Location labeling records
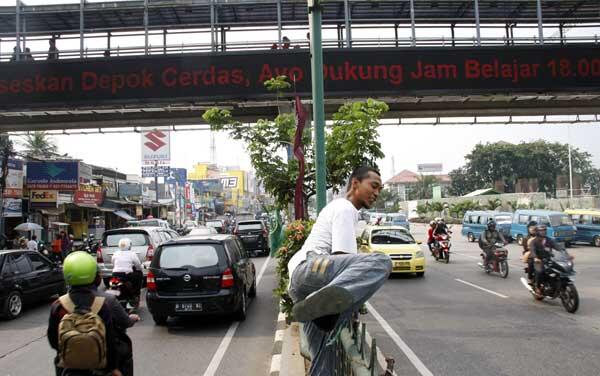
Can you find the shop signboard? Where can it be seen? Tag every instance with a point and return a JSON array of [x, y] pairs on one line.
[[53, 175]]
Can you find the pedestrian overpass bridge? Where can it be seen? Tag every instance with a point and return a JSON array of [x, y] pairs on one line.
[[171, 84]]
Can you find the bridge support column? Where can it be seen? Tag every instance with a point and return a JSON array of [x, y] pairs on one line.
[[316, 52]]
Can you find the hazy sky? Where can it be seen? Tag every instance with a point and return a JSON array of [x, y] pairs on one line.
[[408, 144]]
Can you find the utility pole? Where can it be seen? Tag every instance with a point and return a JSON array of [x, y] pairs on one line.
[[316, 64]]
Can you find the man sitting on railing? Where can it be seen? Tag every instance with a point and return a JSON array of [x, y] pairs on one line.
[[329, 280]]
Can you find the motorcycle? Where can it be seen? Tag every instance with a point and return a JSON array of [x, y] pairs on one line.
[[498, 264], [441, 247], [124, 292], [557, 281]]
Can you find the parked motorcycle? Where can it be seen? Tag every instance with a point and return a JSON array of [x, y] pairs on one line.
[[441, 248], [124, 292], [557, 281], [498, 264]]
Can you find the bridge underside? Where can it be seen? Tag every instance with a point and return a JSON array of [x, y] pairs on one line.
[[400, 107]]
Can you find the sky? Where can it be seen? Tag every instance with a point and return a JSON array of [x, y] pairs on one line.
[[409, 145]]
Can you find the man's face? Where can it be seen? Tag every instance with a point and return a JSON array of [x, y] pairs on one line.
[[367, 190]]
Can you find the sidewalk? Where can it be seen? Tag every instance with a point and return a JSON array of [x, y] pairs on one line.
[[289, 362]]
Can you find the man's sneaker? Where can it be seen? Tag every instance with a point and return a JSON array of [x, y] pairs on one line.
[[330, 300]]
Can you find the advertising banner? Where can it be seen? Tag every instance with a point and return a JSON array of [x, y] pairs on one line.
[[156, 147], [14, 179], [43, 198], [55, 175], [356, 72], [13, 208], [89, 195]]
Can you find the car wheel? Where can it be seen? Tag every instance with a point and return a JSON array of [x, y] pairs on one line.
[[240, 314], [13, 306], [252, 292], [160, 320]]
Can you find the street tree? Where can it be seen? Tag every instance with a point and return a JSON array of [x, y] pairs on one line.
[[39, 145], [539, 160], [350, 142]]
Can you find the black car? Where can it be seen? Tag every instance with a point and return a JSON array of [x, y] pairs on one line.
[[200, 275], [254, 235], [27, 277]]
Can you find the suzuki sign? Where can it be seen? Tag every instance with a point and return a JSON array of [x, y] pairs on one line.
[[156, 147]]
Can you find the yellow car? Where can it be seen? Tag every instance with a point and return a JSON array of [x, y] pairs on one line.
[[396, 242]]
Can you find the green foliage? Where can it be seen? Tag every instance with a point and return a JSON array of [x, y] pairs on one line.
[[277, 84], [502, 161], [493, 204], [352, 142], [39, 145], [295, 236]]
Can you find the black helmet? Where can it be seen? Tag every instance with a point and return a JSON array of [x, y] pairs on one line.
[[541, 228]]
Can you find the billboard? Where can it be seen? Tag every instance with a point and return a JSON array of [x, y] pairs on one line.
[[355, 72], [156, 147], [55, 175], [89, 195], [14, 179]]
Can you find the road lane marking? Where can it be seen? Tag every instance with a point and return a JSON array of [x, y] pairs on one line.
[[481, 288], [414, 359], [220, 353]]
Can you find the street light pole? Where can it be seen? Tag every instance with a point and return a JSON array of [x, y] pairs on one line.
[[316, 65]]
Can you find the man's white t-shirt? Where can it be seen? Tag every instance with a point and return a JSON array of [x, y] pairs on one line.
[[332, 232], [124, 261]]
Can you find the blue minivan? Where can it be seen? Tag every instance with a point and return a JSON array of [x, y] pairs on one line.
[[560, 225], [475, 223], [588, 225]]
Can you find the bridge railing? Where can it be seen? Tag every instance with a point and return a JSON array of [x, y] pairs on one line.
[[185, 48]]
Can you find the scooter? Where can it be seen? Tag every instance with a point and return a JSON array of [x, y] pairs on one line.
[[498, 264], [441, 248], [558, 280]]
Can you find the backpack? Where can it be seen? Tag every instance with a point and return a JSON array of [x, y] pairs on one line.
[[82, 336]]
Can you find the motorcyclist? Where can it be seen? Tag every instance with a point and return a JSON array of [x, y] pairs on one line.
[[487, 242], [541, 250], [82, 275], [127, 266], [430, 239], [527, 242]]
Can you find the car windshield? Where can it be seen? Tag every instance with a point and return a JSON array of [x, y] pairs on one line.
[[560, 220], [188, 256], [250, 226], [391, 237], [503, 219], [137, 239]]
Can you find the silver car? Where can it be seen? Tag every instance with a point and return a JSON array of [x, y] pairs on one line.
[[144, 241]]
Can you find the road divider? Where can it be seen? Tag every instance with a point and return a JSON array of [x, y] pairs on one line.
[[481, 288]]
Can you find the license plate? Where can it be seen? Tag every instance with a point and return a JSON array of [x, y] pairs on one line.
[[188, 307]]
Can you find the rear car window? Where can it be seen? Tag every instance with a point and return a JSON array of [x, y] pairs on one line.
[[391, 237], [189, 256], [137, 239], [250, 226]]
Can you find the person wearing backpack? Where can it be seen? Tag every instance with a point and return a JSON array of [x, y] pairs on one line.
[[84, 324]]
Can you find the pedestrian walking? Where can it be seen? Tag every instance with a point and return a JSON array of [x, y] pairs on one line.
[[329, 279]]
---
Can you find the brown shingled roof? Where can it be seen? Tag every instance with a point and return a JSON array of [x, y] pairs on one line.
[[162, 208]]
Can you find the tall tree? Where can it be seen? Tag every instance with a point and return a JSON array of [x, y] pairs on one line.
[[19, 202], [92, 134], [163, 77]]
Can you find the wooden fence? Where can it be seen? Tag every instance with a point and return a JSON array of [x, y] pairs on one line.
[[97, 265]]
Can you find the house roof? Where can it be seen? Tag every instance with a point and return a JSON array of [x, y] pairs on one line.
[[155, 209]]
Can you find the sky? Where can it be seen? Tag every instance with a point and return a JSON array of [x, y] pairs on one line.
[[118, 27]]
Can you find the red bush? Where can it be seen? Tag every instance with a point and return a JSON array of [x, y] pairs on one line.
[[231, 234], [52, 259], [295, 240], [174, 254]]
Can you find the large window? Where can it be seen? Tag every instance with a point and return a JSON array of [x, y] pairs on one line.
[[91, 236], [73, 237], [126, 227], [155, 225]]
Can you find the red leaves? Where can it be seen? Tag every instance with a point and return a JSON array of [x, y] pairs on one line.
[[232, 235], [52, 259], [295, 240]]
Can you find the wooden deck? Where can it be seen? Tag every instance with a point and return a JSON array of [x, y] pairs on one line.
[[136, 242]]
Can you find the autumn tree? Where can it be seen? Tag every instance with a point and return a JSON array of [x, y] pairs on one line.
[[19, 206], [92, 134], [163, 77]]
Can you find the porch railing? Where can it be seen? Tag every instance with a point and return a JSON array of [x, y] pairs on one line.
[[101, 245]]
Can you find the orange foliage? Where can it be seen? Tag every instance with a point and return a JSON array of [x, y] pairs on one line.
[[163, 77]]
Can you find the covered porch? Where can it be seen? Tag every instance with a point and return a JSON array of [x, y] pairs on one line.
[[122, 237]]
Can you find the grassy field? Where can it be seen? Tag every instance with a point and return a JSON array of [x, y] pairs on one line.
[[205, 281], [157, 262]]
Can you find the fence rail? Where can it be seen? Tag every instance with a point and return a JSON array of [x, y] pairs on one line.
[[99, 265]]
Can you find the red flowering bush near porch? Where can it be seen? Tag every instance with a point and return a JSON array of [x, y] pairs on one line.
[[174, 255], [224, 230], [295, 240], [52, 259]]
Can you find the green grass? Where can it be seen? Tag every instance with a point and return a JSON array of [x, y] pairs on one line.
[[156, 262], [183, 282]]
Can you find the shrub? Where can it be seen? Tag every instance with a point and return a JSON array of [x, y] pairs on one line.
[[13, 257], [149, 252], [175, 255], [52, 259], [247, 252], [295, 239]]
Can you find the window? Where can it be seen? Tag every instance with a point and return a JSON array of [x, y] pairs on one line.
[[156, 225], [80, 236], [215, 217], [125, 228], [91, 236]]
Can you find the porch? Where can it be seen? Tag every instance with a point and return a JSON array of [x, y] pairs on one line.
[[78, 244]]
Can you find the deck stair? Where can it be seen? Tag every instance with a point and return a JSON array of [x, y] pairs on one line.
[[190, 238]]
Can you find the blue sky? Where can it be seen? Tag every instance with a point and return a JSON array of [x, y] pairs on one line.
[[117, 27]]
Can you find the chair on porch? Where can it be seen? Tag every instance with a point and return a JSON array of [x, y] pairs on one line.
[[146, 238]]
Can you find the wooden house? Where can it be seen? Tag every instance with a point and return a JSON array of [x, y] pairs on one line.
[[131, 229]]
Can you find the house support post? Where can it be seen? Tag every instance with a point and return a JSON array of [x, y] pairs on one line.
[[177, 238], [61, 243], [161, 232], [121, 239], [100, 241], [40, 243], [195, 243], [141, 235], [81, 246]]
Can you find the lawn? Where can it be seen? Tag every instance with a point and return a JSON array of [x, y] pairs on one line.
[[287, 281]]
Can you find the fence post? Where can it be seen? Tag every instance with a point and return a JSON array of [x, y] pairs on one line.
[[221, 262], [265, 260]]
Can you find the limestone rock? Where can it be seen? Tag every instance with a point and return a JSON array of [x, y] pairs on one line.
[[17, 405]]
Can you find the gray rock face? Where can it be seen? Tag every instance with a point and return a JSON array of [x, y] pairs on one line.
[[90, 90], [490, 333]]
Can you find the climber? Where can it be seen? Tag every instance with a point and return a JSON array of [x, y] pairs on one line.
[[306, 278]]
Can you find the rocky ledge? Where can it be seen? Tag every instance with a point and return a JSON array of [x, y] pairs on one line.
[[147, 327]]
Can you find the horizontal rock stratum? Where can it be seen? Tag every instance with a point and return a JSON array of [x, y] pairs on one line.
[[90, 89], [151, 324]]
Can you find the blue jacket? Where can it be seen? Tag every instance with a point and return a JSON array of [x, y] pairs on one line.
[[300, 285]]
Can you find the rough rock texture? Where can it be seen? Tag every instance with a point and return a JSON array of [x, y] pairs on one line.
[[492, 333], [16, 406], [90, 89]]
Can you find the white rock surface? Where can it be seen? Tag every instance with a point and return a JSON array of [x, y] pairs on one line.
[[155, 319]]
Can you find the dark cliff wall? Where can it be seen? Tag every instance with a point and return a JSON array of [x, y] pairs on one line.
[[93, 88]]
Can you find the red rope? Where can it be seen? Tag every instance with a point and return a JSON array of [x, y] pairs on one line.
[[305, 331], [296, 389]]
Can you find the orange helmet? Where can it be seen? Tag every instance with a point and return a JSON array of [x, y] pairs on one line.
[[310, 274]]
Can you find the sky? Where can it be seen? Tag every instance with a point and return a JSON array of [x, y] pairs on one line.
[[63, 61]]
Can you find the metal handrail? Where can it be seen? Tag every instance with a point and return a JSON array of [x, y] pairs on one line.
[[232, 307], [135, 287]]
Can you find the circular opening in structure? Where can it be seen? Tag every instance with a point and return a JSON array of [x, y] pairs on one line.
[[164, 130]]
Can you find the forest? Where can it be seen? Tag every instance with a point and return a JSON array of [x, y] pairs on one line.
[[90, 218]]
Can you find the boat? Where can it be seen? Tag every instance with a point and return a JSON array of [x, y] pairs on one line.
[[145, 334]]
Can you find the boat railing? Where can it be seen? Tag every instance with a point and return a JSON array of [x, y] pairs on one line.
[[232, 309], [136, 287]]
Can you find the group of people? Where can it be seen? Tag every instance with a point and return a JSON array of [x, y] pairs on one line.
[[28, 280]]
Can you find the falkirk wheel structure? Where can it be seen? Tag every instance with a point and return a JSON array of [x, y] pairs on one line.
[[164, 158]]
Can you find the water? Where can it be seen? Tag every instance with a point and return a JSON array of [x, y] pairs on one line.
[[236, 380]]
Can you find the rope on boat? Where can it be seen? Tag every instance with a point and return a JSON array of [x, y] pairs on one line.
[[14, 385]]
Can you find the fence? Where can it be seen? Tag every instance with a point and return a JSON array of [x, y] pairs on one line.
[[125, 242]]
--
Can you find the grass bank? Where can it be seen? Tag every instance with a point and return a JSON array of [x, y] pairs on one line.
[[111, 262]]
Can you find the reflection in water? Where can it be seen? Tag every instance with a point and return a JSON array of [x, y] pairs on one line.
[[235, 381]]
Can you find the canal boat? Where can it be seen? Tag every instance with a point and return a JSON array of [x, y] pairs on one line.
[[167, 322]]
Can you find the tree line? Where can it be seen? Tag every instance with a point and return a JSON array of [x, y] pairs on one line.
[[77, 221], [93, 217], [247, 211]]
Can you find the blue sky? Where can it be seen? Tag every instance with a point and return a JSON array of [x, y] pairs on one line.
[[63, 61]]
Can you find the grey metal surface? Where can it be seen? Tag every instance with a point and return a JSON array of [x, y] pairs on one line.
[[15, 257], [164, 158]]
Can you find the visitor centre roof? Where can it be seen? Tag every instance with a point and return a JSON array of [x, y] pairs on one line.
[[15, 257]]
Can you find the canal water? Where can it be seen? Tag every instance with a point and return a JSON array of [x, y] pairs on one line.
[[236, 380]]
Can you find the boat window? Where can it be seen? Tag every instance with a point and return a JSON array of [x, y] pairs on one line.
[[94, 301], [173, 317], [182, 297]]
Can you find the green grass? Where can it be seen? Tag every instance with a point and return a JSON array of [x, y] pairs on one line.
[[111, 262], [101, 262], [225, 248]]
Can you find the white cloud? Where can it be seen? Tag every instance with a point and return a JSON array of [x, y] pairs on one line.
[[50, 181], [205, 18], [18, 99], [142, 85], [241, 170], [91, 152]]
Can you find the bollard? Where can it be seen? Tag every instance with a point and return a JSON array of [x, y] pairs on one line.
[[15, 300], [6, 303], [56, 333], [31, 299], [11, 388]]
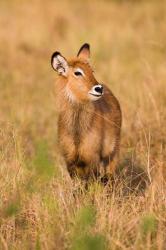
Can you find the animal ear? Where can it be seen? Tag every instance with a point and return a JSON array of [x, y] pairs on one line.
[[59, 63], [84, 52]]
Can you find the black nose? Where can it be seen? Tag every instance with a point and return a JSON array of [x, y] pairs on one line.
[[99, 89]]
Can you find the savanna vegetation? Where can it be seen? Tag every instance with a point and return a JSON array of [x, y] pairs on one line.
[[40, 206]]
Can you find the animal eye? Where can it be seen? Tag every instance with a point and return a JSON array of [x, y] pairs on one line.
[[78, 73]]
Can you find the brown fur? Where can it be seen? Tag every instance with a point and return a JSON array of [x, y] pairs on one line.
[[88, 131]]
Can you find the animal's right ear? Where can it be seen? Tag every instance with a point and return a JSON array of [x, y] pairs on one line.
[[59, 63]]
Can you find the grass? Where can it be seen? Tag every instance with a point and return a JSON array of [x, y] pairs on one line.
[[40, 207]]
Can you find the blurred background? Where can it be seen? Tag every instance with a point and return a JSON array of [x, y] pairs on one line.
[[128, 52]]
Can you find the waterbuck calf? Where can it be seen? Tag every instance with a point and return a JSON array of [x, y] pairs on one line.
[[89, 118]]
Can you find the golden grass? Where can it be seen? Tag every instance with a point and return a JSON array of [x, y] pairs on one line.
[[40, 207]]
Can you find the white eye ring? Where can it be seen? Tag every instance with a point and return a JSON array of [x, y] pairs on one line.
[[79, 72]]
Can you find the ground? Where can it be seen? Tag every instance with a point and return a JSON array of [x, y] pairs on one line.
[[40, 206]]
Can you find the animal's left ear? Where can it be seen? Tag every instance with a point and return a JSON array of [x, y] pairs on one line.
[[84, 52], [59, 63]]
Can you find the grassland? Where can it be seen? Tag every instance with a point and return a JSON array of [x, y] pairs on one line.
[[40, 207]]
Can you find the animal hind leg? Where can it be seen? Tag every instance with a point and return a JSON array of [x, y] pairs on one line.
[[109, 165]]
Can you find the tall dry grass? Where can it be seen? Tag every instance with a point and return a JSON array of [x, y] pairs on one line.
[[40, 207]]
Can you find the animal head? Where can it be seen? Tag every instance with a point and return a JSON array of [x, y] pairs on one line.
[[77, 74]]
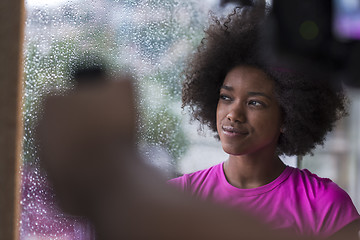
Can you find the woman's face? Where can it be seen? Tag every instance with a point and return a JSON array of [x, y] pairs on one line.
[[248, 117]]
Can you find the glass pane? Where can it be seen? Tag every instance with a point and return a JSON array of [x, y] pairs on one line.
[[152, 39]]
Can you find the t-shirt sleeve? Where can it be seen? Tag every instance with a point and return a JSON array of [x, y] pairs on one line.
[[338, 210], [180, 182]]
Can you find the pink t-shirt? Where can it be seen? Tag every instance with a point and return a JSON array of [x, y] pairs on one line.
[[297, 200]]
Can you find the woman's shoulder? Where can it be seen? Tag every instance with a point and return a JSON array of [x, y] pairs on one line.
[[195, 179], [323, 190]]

_WHAT IS NEEDED_
Update the lines from the line with "Can you find the rough" up to and including the line with "[[155, 319]]" by changing "rock" to "stone" and leaving all else unchanged. Return only those lines.

_ANSWER TO THIS TASK_
Can you find the rough stone texture? Where can it be seen? Tag every instance with a point and return a JSON array of [x, y] pairs on one line.
[[492, 333], [16, 406], [90, 89]]
Can you find the white stone surface? Where can it be seen? Tag every instance with a point and return a JSON array of [x, y] pairs on one line.
[[155, 319]]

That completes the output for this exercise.